Task prompt
Locate and copy every line of the listing below that contains the word "glasses".

Data lines
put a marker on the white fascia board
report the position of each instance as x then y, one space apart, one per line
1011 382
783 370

...

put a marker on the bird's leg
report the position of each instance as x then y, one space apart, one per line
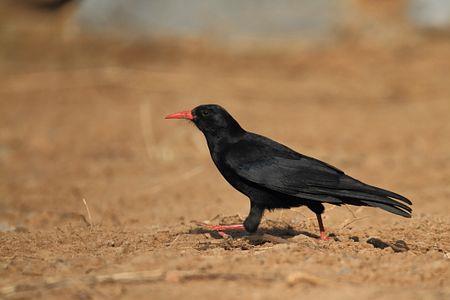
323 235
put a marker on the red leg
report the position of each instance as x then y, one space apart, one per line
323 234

* * *

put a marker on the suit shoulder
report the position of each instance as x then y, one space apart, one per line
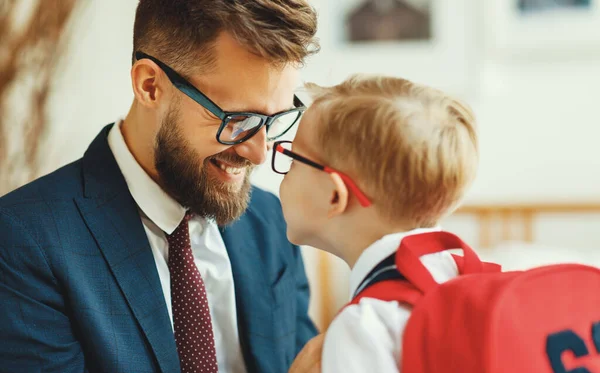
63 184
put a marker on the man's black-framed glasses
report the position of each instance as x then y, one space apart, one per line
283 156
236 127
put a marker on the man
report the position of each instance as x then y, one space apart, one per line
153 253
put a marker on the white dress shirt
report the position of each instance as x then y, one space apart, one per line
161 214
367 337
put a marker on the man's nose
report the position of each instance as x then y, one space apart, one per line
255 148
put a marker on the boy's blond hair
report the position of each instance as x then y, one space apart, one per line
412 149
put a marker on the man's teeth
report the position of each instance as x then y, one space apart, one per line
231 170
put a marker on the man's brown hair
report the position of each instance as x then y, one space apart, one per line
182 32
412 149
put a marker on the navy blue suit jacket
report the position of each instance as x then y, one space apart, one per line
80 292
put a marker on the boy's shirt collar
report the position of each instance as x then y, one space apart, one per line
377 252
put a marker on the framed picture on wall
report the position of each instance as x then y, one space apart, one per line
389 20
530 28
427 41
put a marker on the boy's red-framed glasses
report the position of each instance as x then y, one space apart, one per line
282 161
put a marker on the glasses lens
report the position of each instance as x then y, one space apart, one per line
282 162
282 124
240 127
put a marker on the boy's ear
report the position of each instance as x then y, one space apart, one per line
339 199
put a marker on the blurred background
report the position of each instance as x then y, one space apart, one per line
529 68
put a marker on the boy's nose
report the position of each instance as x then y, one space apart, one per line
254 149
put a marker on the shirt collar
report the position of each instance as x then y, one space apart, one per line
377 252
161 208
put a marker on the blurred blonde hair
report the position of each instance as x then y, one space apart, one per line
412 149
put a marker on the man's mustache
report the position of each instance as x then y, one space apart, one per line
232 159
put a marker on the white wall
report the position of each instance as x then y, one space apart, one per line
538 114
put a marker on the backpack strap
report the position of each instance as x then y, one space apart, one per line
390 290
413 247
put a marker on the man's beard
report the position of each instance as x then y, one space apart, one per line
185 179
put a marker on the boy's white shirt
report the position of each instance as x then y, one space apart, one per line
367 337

In response
put a marker on the man's black-framed glasses
put a marker on the boy's red-framed glasses
put a marker on the glasses lens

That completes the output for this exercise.